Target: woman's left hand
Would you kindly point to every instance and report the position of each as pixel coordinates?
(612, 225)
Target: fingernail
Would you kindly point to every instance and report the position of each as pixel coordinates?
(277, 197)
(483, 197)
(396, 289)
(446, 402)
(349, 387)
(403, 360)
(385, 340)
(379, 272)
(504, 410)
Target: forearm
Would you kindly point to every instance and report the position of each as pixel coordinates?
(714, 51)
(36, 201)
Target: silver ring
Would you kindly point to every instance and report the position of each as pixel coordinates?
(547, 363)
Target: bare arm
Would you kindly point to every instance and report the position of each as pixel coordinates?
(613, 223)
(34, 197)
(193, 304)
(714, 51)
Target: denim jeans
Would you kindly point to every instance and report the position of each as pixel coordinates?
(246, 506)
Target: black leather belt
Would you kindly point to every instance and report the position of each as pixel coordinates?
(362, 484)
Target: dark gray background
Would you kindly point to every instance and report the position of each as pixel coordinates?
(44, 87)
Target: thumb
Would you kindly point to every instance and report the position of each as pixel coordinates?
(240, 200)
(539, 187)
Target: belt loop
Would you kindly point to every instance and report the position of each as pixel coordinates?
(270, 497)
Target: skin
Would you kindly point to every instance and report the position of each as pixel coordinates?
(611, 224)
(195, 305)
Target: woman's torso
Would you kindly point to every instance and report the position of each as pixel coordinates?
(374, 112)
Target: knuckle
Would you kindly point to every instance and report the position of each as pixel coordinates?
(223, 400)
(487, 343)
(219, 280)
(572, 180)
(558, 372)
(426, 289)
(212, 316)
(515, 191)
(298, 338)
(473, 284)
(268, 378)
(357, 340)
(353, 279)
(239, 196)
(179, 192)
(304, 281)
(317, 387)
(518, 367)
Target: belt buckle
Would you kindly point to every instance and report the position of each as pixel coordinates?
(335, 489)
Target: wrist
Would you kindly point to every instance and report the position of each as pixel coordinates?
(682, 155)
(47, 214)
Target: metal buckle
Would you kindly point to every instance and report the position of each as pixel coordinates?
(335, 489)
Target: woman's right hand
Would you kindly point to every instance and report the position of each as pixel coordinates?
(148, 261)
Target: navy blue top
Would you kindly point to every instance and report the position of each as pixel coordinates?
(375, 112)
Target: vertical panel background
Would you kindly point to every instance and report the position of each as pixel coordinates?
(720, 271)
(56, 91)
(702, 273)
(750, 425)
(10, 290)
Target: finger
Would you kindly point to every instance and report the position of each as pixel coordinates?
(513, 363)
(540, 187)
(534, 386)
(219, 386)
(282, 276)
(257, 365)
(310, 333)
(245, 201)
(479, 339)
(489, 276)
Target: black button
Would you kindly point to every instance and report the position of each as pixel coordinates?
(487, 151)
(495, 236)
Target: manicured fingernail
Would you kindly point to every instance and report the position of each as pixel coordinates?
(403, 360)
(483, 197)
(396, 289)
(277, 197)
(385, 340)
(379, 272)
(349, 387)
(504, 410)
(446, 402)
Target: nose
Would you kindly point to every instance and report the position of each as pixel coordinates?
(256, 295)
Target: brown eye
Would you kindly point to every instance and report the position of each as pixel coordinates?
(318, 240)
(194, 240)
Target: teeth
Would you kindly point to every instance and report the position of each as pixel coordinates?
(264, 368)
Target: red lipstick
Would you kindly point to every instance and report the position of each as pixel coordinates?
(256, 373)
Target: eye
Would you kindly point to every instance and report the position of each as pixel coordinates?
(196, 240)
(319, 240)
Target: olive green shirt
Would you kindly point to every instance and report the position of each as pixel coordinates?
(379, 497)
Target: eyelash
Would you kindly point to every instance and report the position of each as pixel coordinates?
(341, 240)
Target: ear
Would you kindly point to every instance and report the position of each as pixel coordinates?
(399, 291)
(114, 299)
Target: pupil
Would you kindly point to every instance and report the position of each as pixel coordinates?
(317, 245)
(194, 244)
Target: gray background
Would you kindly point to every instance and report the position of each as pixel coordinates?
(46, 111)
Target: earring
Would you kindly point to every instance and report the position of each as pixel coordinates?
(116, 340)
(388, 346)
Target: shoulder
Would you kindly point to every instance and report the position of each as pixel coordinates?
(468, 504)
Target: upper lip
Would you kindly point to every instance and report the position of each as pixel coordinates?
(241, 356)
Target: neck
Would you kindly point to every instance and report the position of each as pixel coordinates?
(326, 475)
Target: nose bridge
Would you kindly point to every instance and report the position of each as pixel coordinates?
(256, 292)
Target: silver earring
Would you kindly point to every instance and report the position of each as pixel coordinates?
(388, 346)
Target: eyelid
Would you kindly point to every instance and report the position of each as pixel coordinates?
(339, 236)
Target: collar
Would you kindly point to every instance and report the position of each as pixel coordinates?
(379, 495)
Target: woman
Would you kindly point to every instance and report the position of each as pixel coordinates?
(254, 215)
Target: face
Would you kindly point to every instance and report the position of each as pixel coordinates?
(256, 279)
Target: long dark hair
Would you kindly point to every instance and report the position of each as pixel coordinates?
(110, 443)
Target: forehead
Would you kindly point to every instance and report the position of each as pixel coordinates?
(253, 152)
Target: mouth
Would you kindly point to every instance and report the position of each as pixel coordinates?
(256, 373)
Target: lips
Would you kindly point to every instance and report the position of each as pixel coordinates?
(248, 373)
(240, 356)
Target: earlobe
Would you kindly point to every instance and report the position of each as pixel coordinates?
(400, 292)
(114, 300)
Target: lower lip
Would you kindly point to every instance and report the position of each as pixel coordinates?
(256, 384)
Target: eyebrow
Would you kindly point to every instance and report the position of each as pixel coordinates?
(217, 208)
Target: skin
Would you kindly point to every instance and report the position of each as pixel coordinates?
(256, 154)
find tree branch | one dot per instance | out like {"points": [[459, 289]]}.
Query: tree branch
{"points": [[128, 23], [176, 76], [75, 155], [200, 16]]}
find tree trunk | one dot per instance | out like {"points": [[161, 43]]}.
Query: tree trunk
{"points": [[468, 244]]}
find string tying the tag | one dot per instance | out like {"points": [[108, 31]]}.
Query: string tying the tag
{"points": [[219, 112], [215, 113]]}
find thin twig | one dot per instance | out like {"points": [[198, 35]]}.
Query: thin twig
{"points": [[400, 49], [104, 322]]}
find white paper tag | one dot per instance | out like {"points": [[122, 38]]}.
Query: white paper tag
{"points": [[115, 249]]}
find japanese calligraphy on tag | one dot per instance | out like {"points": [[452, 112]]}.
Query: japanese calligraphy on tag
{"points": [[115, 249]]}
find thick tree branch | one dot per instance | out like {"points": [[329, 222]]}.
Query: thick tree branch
-------------------------
ACTIVITY: Return exactly the lines above from the line that has "Target: fingernail" through the line that has "Target: bare arm", inclusive, and nothing else.

RESULT OF THIS EXERCISE:
Target: fingernail
Would you kindly point to every instance and report the position of each as pixel coordinates?
(277, 197)
(483, 197)
(396, 289)
(446, 402)
(349, 387)
(403, 360)
(385, 340)
(379, 272)
(504, 410)
Target: forearm
Would you kindly point to every instance and report the position of each as pixel coordinates?
(714, 51)
(36, 201)
Target: silver ring
Would you kindly point to every instance and report the position of each as pixel coordinates?
(547, 363)
Target: bare arm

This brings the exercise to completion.